▶ _Set task_
Rewrite the material below as a Markdown table with the columns "Number" and "Entry", giving each line its own numbered row and leaving out blank lines.

──────────

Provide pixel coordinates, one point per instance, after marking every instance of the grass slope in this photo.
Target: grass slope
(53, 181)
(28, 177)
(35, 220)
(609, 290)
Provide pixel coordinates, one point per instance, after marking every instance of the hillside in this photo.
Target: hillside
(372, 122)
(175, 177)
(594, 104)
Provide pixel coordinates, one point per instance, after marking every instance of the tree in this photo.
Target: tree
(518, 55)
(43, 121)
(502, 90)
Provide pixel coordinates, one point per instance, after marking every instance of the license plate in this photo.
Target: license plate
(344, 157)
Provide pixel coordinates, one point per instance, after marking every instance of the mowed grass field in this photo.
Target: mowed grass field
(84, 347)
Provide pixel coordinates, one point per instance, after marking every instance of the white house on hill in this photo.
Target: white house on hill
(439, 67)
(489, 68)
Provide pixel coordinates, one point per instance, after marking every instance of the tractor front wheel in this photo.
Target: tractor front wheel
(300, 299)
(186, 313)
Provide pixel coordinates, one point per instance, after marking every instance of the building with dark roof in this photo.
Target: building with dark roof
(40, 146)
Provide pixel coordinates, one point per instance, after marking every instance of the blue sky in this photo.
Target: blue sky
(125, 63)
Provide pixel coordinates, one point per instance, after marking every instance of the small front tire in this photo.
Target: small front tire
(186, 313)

──────────

▶ _Correct answer_
| Number | Entry |
|---|---|
| 1 | Provide pixel coordinates, one point per instance, after marking every instance of the grass slope in this photo. |
| 2 | Target: grass slope |
| 3 | (53, 181) |
| 4 | (28, 177) |
| 5 | (35, 220) |
| 6 | (609, 290) |
| 7 | Provide pixel coordinates, one point per instance, after marking every instance of the hillside in this photo. |
| 8 | Target: hillside |
| 9 | (372, 122) |
| 10 | (175, 177) |
| 11 | (594, 104) |
| 12 | Provide pixel coordinates, one point per instance, after marking every instance of the tree in this photo. |
| 13 | Target: tree |
| 14 | (518, 55) |
| 15 | (43, 121) |
| 16 | (502, 90) |
| 17 | Provide pixel coordinates, one point per instance, after marking every instance of the license plate in this photo. |
| 18 | Target: license plate |
| 19 | (344, 157) |
| 20 | Provide pixel coordinates, one point per instance, after marking every instance of the mowed grass field in this photo. |
| 21 | Target: mowed grass field |
| 22 | (84, 347) |
| 23 | Provide pixel coordinates, one point per instance, after marking every instance of the white house on hill in this photo. |
| 24 | Target: white house on hill |
| 25 | (439, 67) |
| 26 | (489, 68) |
| 27 | Provide pixel coordinates, one point per instance, after marking every instance of the tractor front wheel in this photo. |
| 28 | Target: tractor front wheel |
| 29 | (300, 299) |
| 30 | (186, 313) |
| 31 | Provide pixel coordinates, one point per instance, after marking every instance of the building with dark roof in this photo. |
| 32 | Target: building with dark roof |
| 33 | (40, 146) |
| 34 | Provide pixel coordinates, one point per instance, after marking every instance of the blue sky in this photo. |
| 35 | Target: blue sky |
| 36 | (125, 63) |
| 37 | Provide pixel coordinates, one point per instance, after marking every instance of the small front tire in this photo. |
| 38 | Target: small front tire |
| 39 | (186, 313) |